Set exercise — What you return should match every record exactly, with the images removed.

Data shown —
-=-=-

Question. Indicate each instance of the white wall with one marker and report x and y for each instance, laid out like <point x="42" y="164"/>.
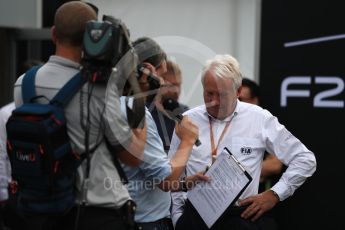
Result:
<point x="191" y="31"/>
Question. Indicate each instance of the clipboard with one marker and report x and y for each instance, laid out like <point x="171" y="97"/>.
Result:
<point x="229" y="179"/>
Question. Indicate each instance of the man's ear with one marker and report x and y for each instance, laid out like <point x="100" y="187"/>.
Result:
<point x="53" y="34"/>
<point x="239" y="91"/>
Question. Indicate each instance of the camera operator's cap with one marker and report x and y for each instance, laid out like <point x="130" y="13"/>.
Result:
<point x="148" y="50"/>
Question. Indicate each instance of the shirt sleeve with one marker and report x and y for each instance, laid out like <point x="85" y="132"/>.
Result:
<point x="292" y="152"/>
<point x="117" y="129"/>
<point x="155" y="165"/>
<point x="177" y="206"/>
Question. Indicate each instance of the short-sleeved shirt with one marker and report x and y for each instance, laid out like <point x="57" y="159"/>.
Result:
<point x="104" y="190"/>
<point x="251" y="132"/>
<point x="152" y="203"/>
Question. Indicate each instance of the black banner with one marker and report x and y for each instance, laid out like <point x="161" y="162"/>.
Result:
<point x="302" y="75"/>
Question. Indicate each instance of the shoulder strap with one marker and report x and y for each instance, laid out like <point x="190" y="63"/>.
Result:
<point x="67" y="92"/>
<point x="28" y="84"/>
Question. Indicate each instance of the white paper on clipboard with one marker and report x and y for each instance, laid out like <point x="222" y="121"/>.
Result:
<point x="228" y="180"/>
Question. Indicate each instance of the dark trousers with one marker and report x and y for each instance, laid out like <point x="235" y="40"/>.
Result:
<point x="162" y="224"/>
<point x="190" y="220"/>
<point x="93" y="218"/>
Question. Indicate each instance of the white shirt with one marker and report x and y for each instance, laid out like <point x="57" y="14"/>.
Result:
<point x="252" y="131"/>
<point x="5" y="166"/>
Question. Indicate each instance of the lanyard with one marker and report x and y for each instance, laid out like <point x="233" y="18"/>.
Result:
<point x="213" y="147"/>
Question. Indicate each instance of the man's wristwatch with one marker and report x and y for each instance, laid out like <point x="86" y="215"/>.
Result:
<point x="276" y="195"/>
<point x="183" y="185"/>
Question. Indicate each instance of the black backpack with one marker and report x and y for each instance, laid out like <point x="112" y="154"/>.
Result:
<point x="42" y="160"/>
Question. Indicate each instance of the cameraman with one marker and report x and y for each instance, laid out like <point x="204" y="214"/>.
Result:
<point x="103" y="206"/>
<point x="150" y="183"/>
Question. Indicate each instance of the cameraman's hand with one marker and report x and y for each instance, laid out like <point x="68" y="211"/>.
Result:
<point x="187" y="131"/>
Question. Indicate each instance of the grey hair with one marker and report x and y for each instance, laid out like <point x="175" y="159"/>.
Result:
<point x="224" y="66"/>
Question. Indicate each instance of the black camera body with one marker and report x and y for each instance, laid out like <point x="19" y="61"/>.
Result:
<point x="104" y="44"/>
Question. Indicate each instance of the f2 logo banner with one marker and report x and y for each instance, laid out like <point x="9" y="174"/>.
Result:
<point x="321" y="99"/>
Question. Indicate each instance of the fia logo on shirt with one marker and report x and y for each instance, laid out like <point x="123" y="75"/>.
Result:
<point x="246" y="150"/>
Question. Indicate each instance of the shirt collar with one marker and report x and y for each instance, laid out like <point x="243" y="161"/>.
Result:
<point x="228" y="118"/>
<point x="64" y="62"/>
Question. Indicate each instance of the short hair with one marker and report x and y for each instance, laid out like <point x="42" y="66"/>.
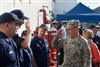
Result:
<point x="89" y="33"/>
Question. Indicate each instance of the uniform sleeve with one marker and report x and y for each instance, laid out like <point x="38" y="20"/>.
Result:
<point x="86" y="55"/>
<point x="32" y="45"/>
<point x="47" y="45"/>
<point x="57" y="42"/>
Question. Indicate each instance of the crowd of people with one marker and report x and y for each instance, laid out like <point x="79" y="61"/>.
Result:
<point x="77" y="47"/>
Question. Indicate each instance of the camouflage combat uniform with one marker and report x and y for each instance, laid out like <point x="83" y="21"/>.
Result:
<point x="76" y="51"/>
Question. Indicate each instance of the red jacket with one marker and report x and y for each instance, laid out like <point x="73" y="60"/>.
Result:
<point x="95" y="53"/>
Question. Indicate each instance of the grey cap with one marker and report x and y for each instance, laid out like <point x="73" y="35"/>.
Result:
<point x="72" y="24"/>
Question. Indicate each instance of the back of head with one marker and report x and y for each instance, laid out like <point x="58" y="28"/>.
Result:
<point x="10" y="17"/>
<point x="92" y="26"/>
<point x="19" y="13"/>
<point x="24" y="33"/>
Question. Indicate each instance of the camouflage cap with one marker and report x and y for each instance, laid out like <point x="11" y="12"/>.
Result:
<point x="72" y="24"/>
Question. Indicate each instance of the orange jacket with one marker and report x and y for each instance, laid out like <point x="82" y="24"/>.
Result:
<point x="95" y="53"/>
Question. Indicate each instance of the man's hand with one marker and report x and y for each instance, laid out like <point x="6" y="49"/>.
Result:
<point x="59" y="33"/>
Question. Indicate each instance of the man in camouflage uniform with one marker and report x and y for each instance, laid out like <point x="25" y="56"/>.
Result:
<point x="76" y="48"/>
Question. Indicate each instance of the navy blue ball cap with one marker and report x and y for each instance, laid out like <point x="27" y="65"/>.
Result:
<point x="43" y="26"/>
<point x="24" y="33"/>
<point x="19" y="13"/>
<point x="10" y="17"/>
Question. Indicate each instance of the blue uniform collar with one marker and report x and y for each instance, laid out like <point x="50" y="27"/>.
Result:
<point x="2" y="35"/>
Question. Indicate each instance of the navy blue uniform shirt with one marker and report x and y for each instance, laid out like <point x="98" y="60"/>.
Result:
<point x="25" y="55"/>
<point x="40" y="49"/>
<point x="96" y="40"/>
<point x="8" y="52"/>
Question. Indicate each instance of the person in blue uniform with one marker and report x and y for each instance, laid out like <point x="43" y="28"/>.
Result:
<point x="27" y="54"/>
<point x="23" y="53"/>
<point x="9" y="24"/>
<point x="40" y="48"/>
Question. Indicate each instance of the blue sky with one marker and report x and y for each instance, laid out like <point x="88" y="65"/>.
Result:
<point x="90" y="3"/>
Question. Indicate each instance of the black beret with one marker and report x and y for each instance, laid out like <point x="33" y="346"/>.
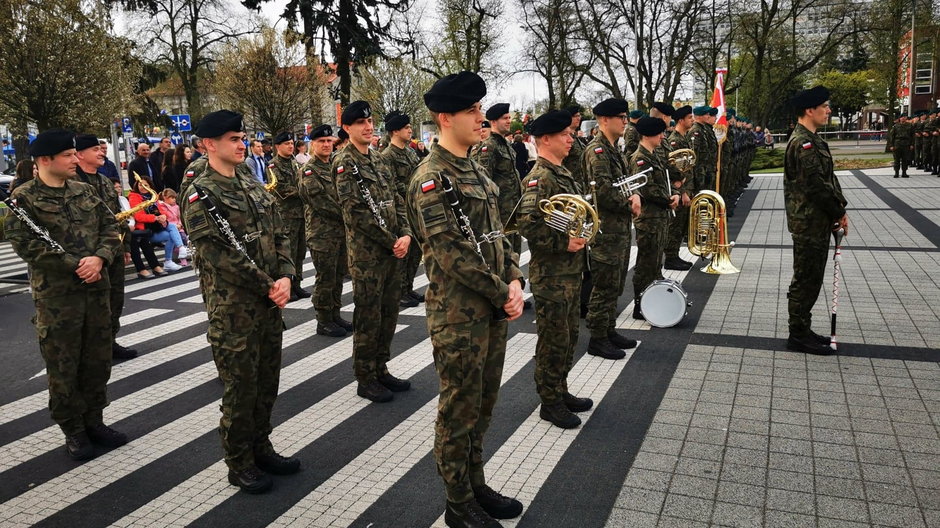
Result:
<point x="52" y="142"/>
<point x="355" y="110"/>
<point x="550" y="123"/>
<point x="83" y="141"/>
<point x="497" y="110"/>
<point x="214" y="124"/>
<point x="283" y="137"/>
<point x="650" y="126"/>
<point x="455" y="92"/>
<point x="811" y="98"/>
<point x="665" y="109"/>
<point x="321" y="131"/>
<point x="396" y="121"/>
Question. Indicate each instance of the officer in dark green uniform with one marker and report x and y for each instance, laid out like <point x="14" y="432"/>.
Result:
<point x="377" y="238"/>
<point x="815" y="207"/>
<point x="401" y="160"/>
<point x="558" y="260"/>
<point x="91" y="156"/>
<point x="290" y="206"/>
<point x="245" y="288"/>
<point x="326" y="236"/>
<point x="475" y="286"/>
<point x="69" y="280"/>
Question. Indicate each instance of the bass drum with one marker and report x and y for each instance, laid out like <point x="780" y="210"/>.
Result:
<point x="664" y="303"/>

-=-=-

Task output —
Question. Indicate each instance of the white wall with one marker and report x and y for each instance, laid out like <point x="42" y="164"/>.
Result:
<point x="191" y="31"/>
Question. Indicate each instance of the clipboard with one marker and report x and y for each instance, laid out like <point x="171" y="97"/>.
Result:
<point x="229" y="179"/>
Question. Indicate each instance of the man's ear with one marker and report x and y for each instance, laid out like <point x="100" y="187"/>.
Result:
<point x="53" y="34"/>
<point x="239" y="91"/>
Question. Indicate each instance of the camera operator's cap with one marker and report x and y for each instance, laid out like <point x="130" y="13"/>.
Result:
<point x="148" y="50"/>
Question. Indicate each instance of the shirt sleeve with one marker and report x and y for each instance, laid out like <point x="85" y="132"/>.
Result:
<point x="292" y="152"/>
<point x="117" y="129"/>
<point x="155" y="165"/>
<point x="177" y="206"/>
Question. Indicate each instance of the short-sleeved shirt with one marker and report x and y for each instance, laid out like <point x="57" y="159"/>.
Result:
<point x="104" y="190"/>
<point x="251" y="132"/>
<point x="152" y="203"/>
Question. Indicate each instance of the black banner with one marker and report x and y for each instance, laid out like <point x="161" y="162"/>.
Result:
<point x="302" y="75"/>
Question. Indicate each instance of the shoulder strap with one marker and report x and y for each instance, laid out like <point x="190" y="63"/>.
Result:
<point x="67" y="92"/>
<point x="28" y="84"/>
Question. Indicate each instance of the white paper on clipboard with one marker and report x and y for each instance, laid out like <point x="222" y="121"/>.
Result:
<point x="228" y="180"/>
Question. Indicate each instance of the dark trousers with one marker and report x and y for each instance, laid out like <point x="235" y="40"/>.
Result:
<point x="162" y="224"/>
<point x="190" y="220"/>
<point x="93" y="218"/>
Question. Indicate each instance of the white shirt with one marker and report x and y for each instance, laid out like <point x="57" y="14"/>.
Result:
<point x="252" y="131"/>
<point x="5" y="166"/>
Question. Indicate each instance of the lanyard with one marker and report x and y for each instance, laid out like <point x="233" y="18"/>.
Result:
<point x="213" y="147"/>
Question. Indicate each instance of the man's wristwatch with one marker and report x and y for each instance, laid out like <point x="86" y="215"/>.
Result:
<point x="276" y="195"/>
<point x="183" y="185"/>
Question. Indicate each instance of the black backpack with one marker and report x and y for each instance, laid out like <point x="112" y="154"/>.
Result:
<point x="42" y="160"/>
Question. Indicate each instance of the cameraman with one marker and report x and y for each instance, laid out like <point x="204" y="214"/>.
Result:
<point x="103" y="206"/>
<point x="150" y="183"/>
Question. Indicate each instance of the cameraman's hand with one marker and report x and y for each instance, laid out like <point x="68" y="211"/>.
Result:
<point x="187" y="131"/>
Question. Indicate each instance of the grey hair with one marker and report x and y for each instance, laid out like <point x="175" y="159"/>.
Result:
<point x="224" y="66"/>
Question. Indicate each instance of the black camera body with one marker and report x and y for each instance, laid out like <point x="19" y="61"/>.
Result:
<point x="104" y="44"/>
Question. Indicate each instance of the f2 logo banner with one marker and report x and y for each instance, laid out like <point x="9" y="174"/>.
Result:
<point x="321" y="99"/>
Question. Indicate each instance of the fia logo on shirt with one marker and report x and y for each instance, laid out like <point x="123" y="75"/>.
Result:
<point x="246" y="150"/>
Question. Indicate each instance of the shirt collar with one marker and report x and y for each instance, laid out like <point x="243" y="161"/>.
Result:
<point x="228" y="118"/>
<point x="64" y="62"/>
Question. Indicate each instance of the short hair with one marker and report x and y for each instance, laid out like <point x="42" y="66"/>.
Result:
<point x="89" y="33"/>
Question. Indicate each instance of the uniform sleeve with one marker and report x and y for each instance, laid out like <point x="38" y="20"/>.
Result:
<point x="86" y="55"/>
<point x="32" y="45"/>
<point x="47" y="45"/>
<point x="57" y="42"/>
Question. Indicate each instance of the crowd of people with one marker and report x and y for each instance, laid out like <point x="79" y="61"/>.
Result:
<point x="77" y="47"/>
Question. Indicate each instance of the camouflage combat uniform with one marker and report x and y for each instance, laid out like <point x="83" y="21"/>.
Result:
<point x="76" y="51"/>
Question. Indicate each instance of the red jacket with one marker and report x and y for each instance, laid out like <point x="73" y="60"/>.
Result:
<point x="95" y="53"/>
Question. Indicate each instance of the grey cap with one marker and report x and y for each instance, laid out like <point x="73" y="35"/>.
Result:
<point x="72" y="24"/>
Question. Indicate each instance of the back of head with one marker and report x and y for each instance, laid out like <point x="58" y="28"/>.
Result:
<point x="10" y="17"/>
<point x="92" y="26"/>
<point x="19" y="13"/>
<point x="24" y="33"/>
Question. Indicate each instance of the camouflage cap with one marker and report x and y for each instance, laid out like <point x="11" y="12"/>.
Result:
<point x="72" y="24"/>
Question. Indicate each instance of the orange jacket with one marker and report x and y for each instance, laid out like <point x="82" y="24"/>.
Result:
<point x="95" y="53"/>
Question. Indicate each instance of the man's hand with one marker and report x and y for each instance, laid out like <point x="6" y="49"/>.
Result:
<point x="59" y="33"/>
Question. Indicate each instance of the man in camouflage uniform with one marker and report x and y for each instance, laid out like <point x="25" y="56"/>.
Result:
<point x="76" y="48"/>
Question. Indicate each instance of the navy blue ball cap with one marker and report x and y for each instance, laid out like <point x="27" y="65"/>.
Result:
<point x="43" y="26"/>
<point x="24" y="33"/>
<point x="19" y="13"/>
<point x="10" y="17"/>
Question. Indicate each instance of the blue uniform collar with one marker and report x and y for each instance, laid out like <point x="50" y="27"/>.
Result:
<point x="2" y="35"/>
Question. Indicate each instance of the navy blue uniform shirt with one marker and report x and y for each instance, laid out like <point x="98" y="60"/>.
Result:
<point x="25" y="55"/>
<point x="40" y="49"/>
<point x="96" y="40"/>
<point x="8" y="52"/>
Question. Indicate each instance of the person in blue uniform with one marker and report x and y for each instance, laid out like <point x="43" y="28"/>.
Result:
<point x="27" y="54"/>
<point x="23" y="53"/>
<point x="9" y="24"/>
<point x="40" y="48"/>
Question. Indicate each instance of the blue sky with one marker and report x and y for each instance, laid out like <point x="88" y="65"/>.
Result:
<point x="90" y="3"/>
Question. Indicate each instance of the black beret with one marker and report x and y for each instance, laid out like <point x="33" y="346"/>.
Result:
<point x="52" y="142"/>
<point x="355" y="110"/>
<point x="550" y="123"/>
<point x="83" y="141"/>
<point x="497" y="110"/>
<point x="214" y="124"/>
<point x="283" y="137"/>
<point x="650" y="126"/>
<point x="455" y="92"/>
<point x="811" y="98"/>
<point x="665" y="109"/>
<point x="321" y="131"/>
<point x="396" y="121"/>
Question. Indicate each instance of the officer in dark green uniform with one marker and report x and y for each instance, laid out like <point x="14" y="432"/>.
Result:
<point x="377" y="238"/>
<point x="815" y="207"/>
<point x="401" y="160"/>
<point x="558" y="260"/>
<point x="91" y="156"/>
<point x="290" y="206"/>
<point x="245" y="288"/>
<point x="326" y="236"/>
<point x="475" y="286"/>
<point x="69" y="280"/>
Question. Indicate each instance of the bass drum with one marker and report x and y for each instance, laid out like <point x="780" y="210"/>.
Result:
<point x="664" y="303"/>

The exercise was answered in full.